[Stored data entries]
##########
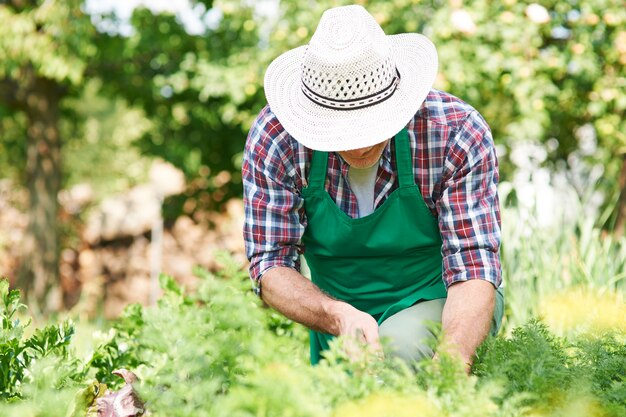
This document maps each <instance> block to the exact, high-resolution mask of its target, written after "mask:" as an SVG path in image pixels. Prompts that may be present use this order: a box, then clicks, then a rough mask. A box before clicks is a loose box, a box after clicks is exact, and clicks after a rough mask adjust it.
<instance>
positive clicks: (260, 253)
mask: <svg viewBox="0 0 626 417" xmlns="http://www.w3.org/2000/svg"><path fill="white" fill-rule="evenodd" d="M242 177H243V185H244V187H243V188H244V208H245V217H246V218H245V222H244V229H243V235H244V241H245V244H246V255H247V257H248V259H249V260H250V277H251V278H252V279H253V280H254V281H256V282H257V283H258V285H260V286H262V288H263V289H262V291H261V296H262V298H263V299H264V300H265V302H267V303H268V304H269V305H270V306H272V307H273V308H275V309H276V310H278V311H279V312H281V313H283V314H284V315H286V316H287V317H289V318H290V319H292V320H294V321H296V322H298V323H301V324H303V325H305V326H307V327H309V328H312V329H314V330H319V331H321V332H325V333H329V334H332V335H335V336H339V335H357V334H359V333H361V332H358V331H357V329H361V330H362V333H361V338H362V339H365V340H364V341H365V342H367V343H370V344H373V345H374V346H377V343H378V326H377V324H376V321H375V320H374V319H373V318H372V317H371V316H370V315H369V314H366V313H364V312H361V311H359V310H357V309H355V308H354V307H352V306H350V305H349V304H347V303H344V302H341V301H337V300H334V299H332V298H330V297H329V296H327V295H326V294H324V293H323V292H322V291H320V289H319V288H318V287H317V286H316V285H314V284H313V283H312V282H311V281H309V280H308V279H306V278H305V277H303V276H302V275H300V273H299V272H298V271H297V270H298V268H299V263H298V257H299V255H298V252H299V250H298V249H299V248H300V245H301V238H302V234H303V233H304V229H305V226H306V224H305V222H306V216H305V213H304V201H303V200H302V197H301V196H300V194H299V191H298V190H299V189H300V188H302V186H303V184H302V181H301V179H299V177H298V175H297V170H296V156H295V154H294V152H293V151H292V149H291V148H290V146H289V143H288V136H286V133H285V132H284V130H283V129H282V127H281V126H280V124H279V122H278V120H277V119H276V118H275V117H274V115H273V114H272V113H271V111H270V110H269V108H267V107H266V108H265V109H263V111H262V112H261V113H260V114H259V116H258V117H257V119H256V121H255V123H254V124H253V126H252V128H251V130H250V134H249V135H248V140H247V141H246V147H245V149H244V158H243V166H242Z"/></svg>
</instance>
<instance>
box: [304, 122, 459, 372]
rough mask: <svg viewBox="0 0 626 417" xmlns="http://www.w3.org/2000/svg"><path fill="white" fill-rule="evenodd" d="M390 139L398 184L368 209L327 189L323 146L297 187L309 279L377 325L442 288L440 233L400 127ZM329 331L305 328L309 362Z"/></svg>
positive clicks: (443, 292) (325, 170)
mask: <svg viewBox="0 0 626 417" xmlns="http://www.w3.org/2000/svg"><path fill="white" fill-rule="evenodd" d="M393 142H394V146H395V155H396V167H397V172H398V181H399V187H398V188H397V189H396V190H394V191H393V192H392V193H391V194H390V195H389V196H388V198H387V200H385V202H384V203H383V204H382V205H381V206H380V207H378V208H377V209H376V210H375V211H374V212H373V213H372V214H370V215H368V216H366V217H361V218H357V219H353V218H351V217H350V216H348V215H347V214H346V213H344V212H343V211H341V209H340V208H339V207H337V205H336V204H335V202H334V201H333V200H332V198H331V197H330V195H329V194H328V193H327V192H326V190H325V188H324V183H325V180H326V171H327V164H328V153H327V152H319V151H314V153H313V159H312V161H311V171H310V174H309V185H308V187H306V188H304V189H303V190H302V196H303V198H304V207H305V211H306V215H307V220H308V224H307V228H306V230H305V232H304V235H303V237H302V241H303V243H304V245H305V253H304V257H305V259H306V262H307V264H308V266H309V269H310V270H311V279H312V281H313V283H315V284H316V285H317V286H318V287H320V288H321V289H322V291H324V292H326V293H327V294H330V295H331V296H332V297H334V298H336V299H338V300H342V301H345V302H347V303H349V304H351V305H353V306H354V307H356V308H357V309H359V310H361V311H365V312H367V313H369V314H370V315H372V316H373V317H374V318H375V319H376V320H377V321H378V324H379V325H380V324H381V323H382V322H383V321H384V320H385V319H386V318H388V317H390V316H392V315H394V314H395V313H397V312H399V311H402V310H404V309H405V308H408V307H410V306H412V305H414V304H415V303H417V302H419V301H422V300H433V299H436V298H445V297H446V296H447V291H446V287H445V285H444V283H443V280H442V255H441V234H440V233H439V226H438V224H437V219H436V218H435V217H434V216H433V215H432V213H431V212H430V210H429V208H428V206H426V203H425V202H424V199H423V198H422V194H421V192H420V190H419V187H418V186H417V185H416V184H415V177H414V175H413V168H412V163H411V148H410V144H409V136H408V132H407V131H406V129H404V130H403V131H402V132H400V133H399V134H397V135H396V137H395V138H394V140H393ZM332 338H333V336H331V335H329V334H325V333H319V332H316V331H312V330H311V332H310V347H311V363H312V364H316V363H318V362H319V360H320V359H321V354H322V352H323V351H324V350H325V349H328V342H329V341H330V340H331V339H332Z"/></svg>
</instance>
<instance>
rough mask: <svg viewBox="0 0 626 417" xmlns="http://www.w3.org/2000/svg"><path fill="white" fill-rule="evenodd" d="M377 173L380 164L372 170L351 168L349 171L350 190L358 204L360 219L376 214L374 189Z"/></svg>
mask: <svg viewBox="0 0 626 417" xmlns="http://www.w3.org/2000/svg"><path fill="white" fill-rule="evenodd" d="M377 172H378V163H375V164H374V165H373V166H371V167H370V168H364V169H359V168H354V167H352V166H351V167H350V168H349V169H348V179H349V180H350V188H351V189H352V192H353V193H354V194H355V195H356V200H357V202H358V207H359V217H365V216H367V215H369V214H372V213H373V212H374V187H375V185H376V174H377Z"/></svg>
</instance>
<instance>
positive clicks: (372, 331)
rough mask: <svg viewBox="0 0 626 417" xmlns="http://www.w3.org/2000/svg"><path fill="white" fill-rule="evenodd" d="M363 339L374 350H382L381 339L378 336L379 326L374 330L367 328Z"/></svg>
mask: <svg viewBox="0 0 626 417" xmlns="http://www.w3.org/2000/svg"><path fill="white" fill-rule="evenodd" d="M363 337H364V339H365V343H367V344H368V345H370V346H372V347H373V348H374V349H380V339H379V336H378V326H375V327H374V328H367V329H364V330H363Z"/></svg>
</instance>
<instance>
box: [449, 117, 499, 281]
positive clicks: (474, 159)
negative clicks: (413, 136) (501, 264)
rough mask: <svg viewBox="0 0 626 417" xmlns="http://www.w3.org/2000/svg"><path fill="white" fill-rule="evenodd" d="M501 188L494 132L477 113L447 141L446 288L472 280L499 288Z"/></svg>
mask: <svg viewBox="0 0 626 417" xmlns="http://www.w3.org/2000/svg"><path fill="white" fill-rule="evenodd" d="M497 184H498V161H497V159H496V153H495V147H494V143H493V139H492V137H491V131H490V130H489V127H488V125H487V123H486V122H485V120H484V119H483V118H482V117H481V116H480V114H479V113H478V112H476V111H473V112H472V113H470V114H469V115H468V116H467V118H466V119H465V121H464V122H463V123H462V124H461V125H460V126H459V128H458V130H457V131H456V134H455V135H453V137H452V138H451V140H450V142H449V143H448V146H447V152H446V156H445V160H444V166H443V176H442V193H441V198H440V199H439V200H438V201H437V212H438V214H439V228H440V231H441V236H442V240H443V246H442V254H443V280H444V282H445V284H446V286H450V285H452V284H453V283H455V282H459V281H467V280H471V279H483V280H486V281H489V282H491V283H492V284H493V285H494V286H495V287H498V286H500V283H501V281H502V277H501V275H502V274H501V266H500V257H499V247H500V207H499V201H498V194H497V190H496V186H497Z"/></svg>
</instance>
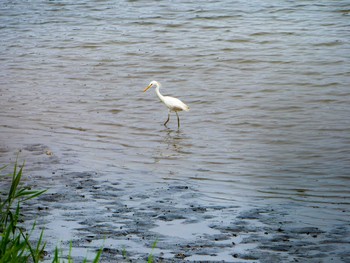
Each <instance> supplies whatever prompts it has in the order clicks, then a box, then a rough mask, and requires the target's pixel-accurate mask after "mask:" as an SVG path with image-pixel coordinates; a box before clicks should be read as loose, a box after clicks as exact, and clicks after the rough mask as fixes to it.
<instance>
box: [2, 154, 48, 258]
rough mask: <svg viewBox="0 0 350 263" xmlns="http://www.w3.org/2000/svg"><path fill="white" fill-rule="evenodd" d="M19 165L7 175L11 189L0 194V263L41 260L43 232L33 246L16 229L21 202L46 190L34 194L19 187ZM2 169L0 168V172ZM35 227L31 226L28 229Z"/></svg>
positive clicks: (5, 167)
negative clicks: (34, 244)
mask: <svg viewBox="0 0 350 263" xmlns="http://www.w3.org/2000/svg"><path fill="white" fill-rule="evenodd" d="M23 166H24V164H23V165H22V167H21V168H20V169H18V165H17V161H16V163H15V166H14V169H13V173H12V174H10V175H5V176H11V186H10V190H9V191H8V193H7V194H6V193H1V195H0V263H5V262H6V263H8V262H13V263H15V262H16V263H20V262H28V261H32V262H39V260H40V259H41V258H42V256H43V253H44V248H45V245H46V244H45V242H43V231H42V232H41V234H40V238H39V240H38V242H37V244H36V245H34V244H33V243H32V242H31V241H30V240H29V238H30V235H29V234H26V233H25V232H24V230H23V229H22V228H21V227H19V226H18V223H19V222H20V221H19V220H20V207H21V204H22V203H23V202H25V201H28V200H30V199H33V198H35V197H37V196H39V195H41V194H43V193H44V192H45V191H46V190H43V191H36V190H31V189H30V188H28V187H23V186H20V181H21V178H22V173H23ZM4 168H6V166H3V167H2V168H0V171H2V170H3V169H4ZM34 228H35V224H34V225H33V228H32V230H33V229H34Z"/></svg>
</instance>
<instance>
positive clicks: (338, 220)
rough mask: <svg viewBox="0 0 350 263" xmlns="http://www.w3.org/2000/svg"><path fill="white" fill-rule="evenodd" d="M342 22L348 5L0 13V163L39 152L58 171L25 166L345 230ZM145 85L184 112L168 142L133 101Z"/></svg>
mask: <svg viewBox="0 0 350 263" xmlns="http://www.w3.org/2000/svg"><path fill="white" fill-rule="evenodd" d="M349 12H350V6H349V2H348V1H346V0H343V1H317V2H316V1H274V0H269V1H259V0H257V1H183V2H181V3H177V2H175V1H155V2H150V1H117V3H115V2H114V1H70V0H66V1H1V3H0V43H1V45H0V92H1V94H0V104H1V111H0V115H1V123H0V129H1V134H0V140H1V141H0V147H1V155H0V157H1V160H2V162H6V163H7V162H8V161H9V160H10V158H12V160H13V156H14V155H15V153H16V151H17V150H18V149H22V148H23V147H25V146H26V145H30V144H43V145H47V146H48V147H49V148H50V150H51V151H52V152H53V153H54V155H55V156H58V157H59V159H60V160H61V161H60V162H59V163H57V164H52V167H50V168H47V167H42V166H40V164H37V167H34V168H32V169H33V170H35V169H36V170H37V171H44V172H45V169H46V170H47V169H49V170H50V171H51V170H55V169H65V170H67V171H84V170H92V171H99V172H101V173H103V174H106V175H107V177H108V178H109V179H110V180H113V178H114V176H117V175H118V178H120V175H122V177H124V179H125V180H135V181H140V182H141V183H140V185H142V182H143V181H147V182H150V183H152V182H157V183H159V182H162V181H163V180H165V179H167V180H181V181H184V182H188V183H190V184H191V185H194V186H195V187H196V188H197V189H198V191H199V192H201V193H204V195H205V196H206V198H207V202H217V203H224V204H225V203H237V204H240V205H242V206H243V207H255V206H260V205H267V204H268V205H271V206H272V207H273V206H274V205H276V206H277V205H283V204H286V205H290V204H292V205H293V207H294V208H293V209H294V210H293V213H294V214H295V215H294V216H292V218H293V219H292V220H296V221H299V222H300V224H306V225H308V224H310V225H311V224H313V225H315V224H316V225H319V226H334V225H348V218H349V205H350V202H349V197H350V189H349V183H350V176H349V171H350V117H349V116H350V106H349V105H350V66H349V65H350V22H349V21H350V19H349ZM151 80H158V81H159V82H161V83H162V84H163V87H162V89H161V92H162V93H163V94H169V95H173V96H176V97H179V98H180V99H181V100H183V101H184V102H185V103H187V104H188V105H189V106H190V107H191V110H190V112H186V113H180V119H181V124H182V126H181V129H180V130H177V125H176V116H175V115H173V116H171V119H170V123H169V125H168V127H169V128H165V127H164V126H163V125H162V124H163V122H164V121H165V120H166V117H167V110H166V108H165V107H164V105H161V103H159V101H158V98H157V97H156V95H155V93H154V91H153V90H150V91H148V92H146V93H143V92H142V90H143V88H144V87H146V86H147V85H148V83H149V82H150V81H151ZM27 165H28V166H29V167H30V163H29V164H27ZM130 178H132V179H130ZM316 208H317V209H316Z"/></svg>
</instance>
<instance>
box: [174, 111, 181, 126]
mask: <svg viewBox="0 0 350 263" xmlns="http://www.w3.org/2000/svg"><path fill="white" fill-rule="evenodd" d="M175 113H176V116H177V127H178V128H180V118H179V115H178V114H177V111H175Z"/></svg>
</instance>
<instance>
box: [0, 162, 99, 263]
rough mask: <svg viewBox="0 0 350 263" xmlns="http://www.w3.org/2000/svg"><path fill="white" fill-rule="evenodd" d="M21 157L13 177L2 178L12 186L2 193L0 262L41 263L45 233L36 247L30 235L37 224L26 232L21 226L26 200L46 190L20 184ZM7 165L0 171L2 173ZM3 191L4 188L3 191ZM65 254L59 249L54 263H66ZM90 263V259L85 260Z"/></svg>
mask: <svg viewBox="0 0 350 263" xmlns="http://www.w3.org/2000/svg"><path fill="white" fill-rule="evenodd" d="M17 160H18V158H17V159H16V162H15V165H14V169H13V172H12V174H8V175H0V178H1V179H2V177H3V176H10V177H11V178H10V180H11V185H10V187H9V188H10V189H9V191H8V193H3V192H1V191H0V263H26V262H34V263H38V262H39V261H40V260H41V259H42V258H43V256H44V249H45V246H46V242H44V240H43V236H44V231H41V233H40V236H39V240H38V241H37V242H36V245H34V243H33V242H32V241H31V240H30V236H31V234H32V233H33V231H34V230H35V227H36V223H34V224H33V226H32V228H31V230H30V231H29V232H28V233H27V232H25V230H24V229H23V228H21V227H20V226H19V223H20V221H21V220H20V215H21V214H20V211H21V204H22V203H23V202H25V201H28V200H31V199H33V198H36V197H38V196H40V195H42V194H43V193H45V192H46V190H42V191H37V190H31V188H30V187H25V186H22V185H21V184H20V182H21V179H22V175H23V167H24V163H23V165H22V166H21V167H20V168H19V166H18V162H17ZM6 167H7V166H3V167H1V168H0V172H1V171H3V170H4V169H5V168H6ZM0 190H1V189H0ZM101 253H102V248H101V249H100V250H99V251H98V252H97V254H96V256H95V258H94V259H93V261H92V262H93V263H98V262H99V260H100V257H101ZM62 254H63V253H62V252H61V253H59V251H58V248H57V247H56V249H55V252H54V257H53V260H52V263H64V262H65V261H64V260H63V259H62ZM71 254H72V243H71V244H70V248H69V253H68V257H67V260H68V263H73V259H72V257H71ZM83 262H84V263H87V262H88V261H87V259H84V261H83Z"/></svg>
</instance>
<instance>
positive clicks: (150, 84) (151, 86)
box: [143, 84, 152, 92]
mask: <svg viewBox="0 0 350 263" xmlns="http://www.w3.org/2000/svg"><path fill="white" fill-rule="evenodd" d="M150 87H152V84H149V85H148V86H147V87H146V88H145V89H144V90H143V92H146V91H147V90H149V88H150Z"/></svg>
##########
▶ BRIEF
Both the line containing "Each <instance> supplies" and the line containing "positive clicks: (5, 167)" belong in the answer. Print them and every line above that falls between them exactly, and no others.

▶ ANSWER FOR THIS EXERCISE
Each <instance> supplies whatever prompts it has in the order clicks, then a box, then a rough mask, and requires the target's pixel-accurate mask after "mask:" as an SVG path with image-pixel coordinates; a box before clicks should be read as loose, a box after clicks as exact, and clicks after the rough mask as fixes to it.
<instance>
box: [2, 154, 48, 258]
rough mask: <svg viewBox="0 0 350 263" xmlns="http://www.w3.org/2000/svg"><path fill="white" fill-rule="evenodd" d="M19 165L7 175L11 189L0 194V263L41 260L43 232L33 246L16 229L21 202L46 190L34 194L19 187ZM2 169L0 168V172ZM35 227L31 226L28 229Z"/></svg>
positive clicks: (5, 167)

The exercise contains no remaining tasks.